Entries drawn from a collection:
——

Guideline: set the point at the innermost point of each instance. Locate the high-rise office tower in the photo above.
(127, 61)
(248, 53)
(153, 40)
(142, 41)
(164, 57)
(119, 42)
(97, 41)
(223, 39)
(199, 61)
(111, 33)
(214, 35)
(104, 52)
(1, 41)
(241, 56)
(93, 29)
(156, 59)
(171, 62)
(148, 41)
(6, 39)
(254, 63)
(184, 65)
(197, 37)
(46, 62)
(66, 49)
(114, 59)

——

The task: Copy out all of the data above word for word, keeping every line the same.

Final result:
Guideline: set the point at the innermost point of each instance. Locate the high-rise office tower in the photo above.
(127, 61)
(248, 53)
(153, 40)
(142, 41)
(164, 57)
(119, 42)
(97, 41)
(223, 39)
(199, 61)
(111, 33)
(214, 35)
(104, 52)
(1, 41)
(241, 56)
(93, 29)
(156, 59)
(171, 62)
(148, 41)
(6, 39)
(254, 63)
(184, 65)
(197, 37)
(46, 62)
(66, 49)
(114, 59)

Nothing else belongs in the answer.